Give the entries again, precisely as they were written.
______________________________
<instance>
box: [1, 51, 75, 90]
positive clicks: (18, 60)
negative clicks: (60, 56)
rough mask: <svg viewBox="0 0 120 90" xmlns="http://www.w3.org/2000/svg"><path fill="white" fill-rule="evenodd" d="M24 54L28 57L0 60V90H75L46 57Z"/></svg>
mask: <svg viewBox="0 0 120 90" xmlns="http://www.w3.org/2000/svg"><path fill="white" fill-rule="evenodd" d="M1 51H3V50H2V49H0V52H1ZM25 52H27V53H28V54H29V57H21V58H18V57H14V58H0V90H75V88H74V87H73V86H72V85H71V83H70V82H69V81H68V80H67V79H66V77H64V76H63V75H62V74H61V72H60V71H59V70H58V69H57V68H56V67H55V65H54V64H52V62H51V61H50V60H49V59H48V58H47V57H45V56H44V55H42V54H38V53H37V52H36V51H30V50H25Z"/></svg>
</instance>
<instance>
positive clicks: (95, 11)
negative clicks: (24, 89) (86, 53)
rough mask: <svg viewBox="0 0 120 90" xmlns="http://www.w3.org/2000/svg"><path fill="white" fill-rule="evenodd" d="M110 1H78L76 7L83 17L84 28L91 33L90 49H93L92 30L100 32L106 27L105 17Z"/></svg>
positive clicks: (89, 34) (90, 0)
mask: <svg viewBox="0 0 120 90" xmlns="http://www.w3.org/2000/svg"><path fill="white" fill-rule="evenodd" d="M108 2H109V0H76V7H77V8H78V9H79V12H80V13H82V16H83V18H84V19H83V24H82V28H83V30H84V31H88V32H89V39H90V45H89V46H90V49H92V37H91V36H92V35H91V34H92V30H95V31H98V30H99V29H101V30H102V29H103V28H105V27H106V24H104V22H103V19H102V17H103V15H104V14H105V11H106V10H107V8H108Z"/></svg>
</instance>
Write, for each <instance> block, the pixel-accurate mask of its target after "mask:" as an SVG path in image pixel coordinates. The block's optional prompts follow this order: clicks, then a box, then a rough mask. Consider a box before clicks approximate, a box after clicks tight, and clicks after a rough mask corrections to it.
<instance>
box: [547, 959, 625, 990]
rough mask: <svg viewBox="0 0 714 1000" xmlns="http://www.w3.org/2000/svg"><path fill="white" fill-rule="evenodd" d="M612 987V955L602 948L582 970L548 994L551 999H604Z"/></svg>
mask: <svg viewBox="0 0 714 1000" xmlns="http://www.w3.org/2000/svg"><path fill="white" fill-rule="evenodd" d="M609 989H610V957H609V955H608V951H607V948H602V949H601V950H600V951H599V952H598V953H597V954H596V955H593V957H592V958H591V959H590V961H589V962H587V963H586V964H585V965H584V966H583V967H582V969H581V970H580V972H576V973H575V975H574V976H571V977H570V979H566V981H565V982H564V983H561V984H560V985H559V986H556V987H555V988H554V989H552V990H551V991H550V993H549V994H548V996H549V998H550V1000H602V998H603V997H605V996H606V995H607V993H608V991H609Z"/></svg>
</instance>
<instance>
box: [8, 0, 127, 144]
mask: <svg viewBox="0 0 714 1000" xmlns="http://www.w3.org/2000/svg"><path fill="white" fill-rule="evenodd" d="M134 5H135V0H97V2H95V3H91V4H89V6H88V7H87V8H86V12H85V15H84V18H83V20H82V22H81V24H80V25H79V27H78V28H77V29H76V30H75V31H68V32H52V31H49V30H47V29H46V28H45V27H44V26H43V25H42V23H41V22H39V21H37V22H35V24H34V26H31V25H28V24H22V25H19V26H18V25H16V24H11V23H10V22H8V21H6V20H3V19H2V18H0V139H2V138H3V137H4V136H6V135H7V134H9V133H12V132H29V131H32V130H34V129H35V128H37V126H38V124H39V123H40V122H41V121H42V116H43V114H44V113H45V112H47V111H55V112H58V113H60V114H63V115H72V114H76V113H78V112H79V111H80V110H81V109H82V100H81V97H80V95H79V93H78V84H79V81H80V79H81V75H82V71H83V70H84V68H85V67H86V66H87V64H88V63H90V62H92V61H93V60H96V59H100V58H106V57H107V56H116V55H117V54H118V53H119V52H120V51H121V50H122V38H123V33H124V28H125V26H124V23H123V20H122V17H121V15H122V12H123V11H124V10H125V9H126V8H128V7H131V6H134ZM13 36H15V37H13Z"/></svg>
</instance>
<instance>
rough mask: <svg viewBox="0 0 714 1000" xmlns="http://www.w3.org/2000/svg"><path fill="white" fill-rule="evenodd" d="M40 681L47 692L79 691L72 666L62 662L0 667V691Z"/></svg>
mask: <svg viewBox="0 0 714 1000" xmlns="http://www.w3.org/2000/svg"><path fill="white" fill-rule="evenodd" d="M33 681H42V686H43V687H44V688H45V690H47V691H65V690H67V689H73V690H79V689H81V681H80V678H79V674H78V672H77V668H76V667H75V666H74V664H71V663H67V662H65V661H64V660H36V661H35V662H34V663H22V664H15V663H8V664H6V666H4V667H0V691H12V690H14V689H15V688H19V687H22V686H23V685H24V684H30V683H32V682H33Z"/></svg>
______________________________
_RESPONSE BOX_
<instance>
box: [1, 51, 75, 90]
positive clicks: (18, 60)
negative clicks: (60, 56)
rough mask: <svg viewBox="0 0 120 90" xmlns="http://www.w3.org/2000/svg"><path fill="white" fill-rule="evenodd" d="M24 54L28 57L0 60V90H75L46 57Z"/></svg>
mask: <svg viewBox="0 0 120 90" xmlns="http://www.w3.org/2000/svg"><path fill="white" fill-rule="evenodd" d="M1 51H3V50H2V49H0V52H1ZM25 52H27V53H28V54H29V57H21V58H18V57H14V58H0V90H75V88H74V87H73V86H72V85H71V83H70V82H69V81H68V80H67V79H66V77H64V76H63V75H62V74H61V72H60V71H59V70H58V69H57V68H56V67H55V65H54V64H52V62H51V61H50V60H49V59H48V58H47V57H45V56H44V55H42V54H38V53H37V52H36V51H30V50H25Z"/></svg>
</instance>
<instance>
positive clicks: (95, 11)
negative clicks: (24, 89) (86, 53)
rough mask: <svg viewBox="0 0 120 90" xmlns="http://www.w3.org/2000/svg"><path fill="white" fill-rule="evenodd" d="M110 1H78L76 7L83 17L84 28L91 33L90 49H93L92 30L100 32L106 27L105 17Z"/></svg>
positive clicks: (89, 34) (90, 0)
mask: <svg viewBox="0 0 120 90" xmlns="http://www.w3.org/2000/svg"><path fill="white" fill-rule="evenodd" d="M108 2H109V0H76V7H77V8H78V9H79V12H80V13H82V16H83V18H84V19H83V24H82V28H83V30H84V31H88V32H89V39H90V45H89V46H90V49H92V37H91V36H92V35H91V34H92V30H95V31H98V30H99V29H101V30H102V29H103V28H105V27H106V24H104V22H103V19H102V17H103V15H104V14H105V11H106V10H107V8H108Z"/></svg>
</instance>
Write, for each <instance> block, the pixel-accurate mask of its target after "mask:" as an SVG path in image pixel coordinates. The block's optional prompts follow this order: clicks, then a box, then a rough mask. Consider a box before clicks approximate, a box after clicks tight, and clicks after a rough mask corrections to it.
<instance>
box: [547, 959, 625, 990]
rough mask: <svg viewBox="0 0 714 1000" xmlns="http://www.w3.org/2000/svg"><path fill="white" fill-rule="evenodd" d="M612 987V955L602 948L582 970L548 994L551 999H604Z"/></svg>
mask: <svg viewBox="0 0 714 1000" xmlns="http://www.w3.org/2000/svg"><path fill="white" fill-rule="evenodd" d="M609 989H610V957H609V955H608V951H607V948H602V949H601V950H600V951H599V952H598V953H597V954H596V955H593V957H592V958H591V959H590V961H589V962H587V963H586V964H585V965H584V966H583V967H582V969H581V970H580V972H576V973H575V975H574V976H571V977H570V979H566V981H565V982H564V983H561V984H560V985H559V986H556V987H555V988H554V989H552V990H551V991H550V993H549V994H548V996H549V998H550V1000H602V998H603V997H605V996H606V995H607V993H608V991H609Z"/></svg>
</instance>
<instance>
box: [8, 0, 127, 144]
mask: <svg viewBox="0 0 714 1000" xmlns="http://www.w3.org/2000/svg"><path fill="white" fill-rule="evenodd" d="M134 5H135V0H97V2H95V3H91V4H89V6H88V7H87V8H86V12H85V15H84V18H83V20H82V22H81V24H80V25H79V27H78V28H77V29H76V30H75V31H68V32H52V31H49V30H47V29H46V28H45V27H44V26H43V25H42V23H41V22H39V21H37V22H35V24H34V26H31V25H28V24H22V25H19V26H18V25H16V24H11V23H10V22H8V21H6V20H3V19H2V18H0V139H2V138H3V137H4V136H6V135H7V134H9V133H12V132H29V131H32V130H34V129H35V128H37V126H38V124H39V123H40V122H41V121H42V116H43V114H44V113H45V112H47V111H55V112H58V113H60V114H63V115H72V114H76V113H78V112H79V111H80V110H81V109H82V100H81V97H80V95H79V93H78V84H79V81H80V79H81V75H82V71H83V70H84V68H85V67H86V66H87V64H88V63H90V62H92V61H93V60H96V59H100V58H106V57H107V56H116V55H117V54H118V53H119V52H120V51H121V50H122V38H123V33H124V28H125V26H124V23H123V20H122V17H121V15H122V12H123V11H124V10H125V9H126V8H128V7H131V6H134ZM13 36H15V37H13Z"/></svg>
</instance>
<instance>
rough mask: <svg viewBox="0 0 714 1000" xmlns="http://www.w3.org/2000/svg"><path fill="white" fill-rule="evenodd" d="M40 681L47 692L79 691L72 666L62 662L0 667V691Z"/></svg>
mask: <svg viewBox="0 0 714 1000" xmlns="http://www.w3.org/2000/svg"><path fill="white" fill-rule="evenodd" d="M33 681H42V686H43V687H44V688H45V690H47V691H65V690H67V689H73V690H79V689H81V681H80V678H79V674H78V672H77V668H76V667H75V666H74V664H71V663H67V662H65V661H64V660H36V661H35V662H34V663H22V664H15V663H8V664H6V666H4V667H0V691H12V690H14V689H15V688H19V687H22V686H23V685H24V684H30V683H32V682H33Z"/></svg>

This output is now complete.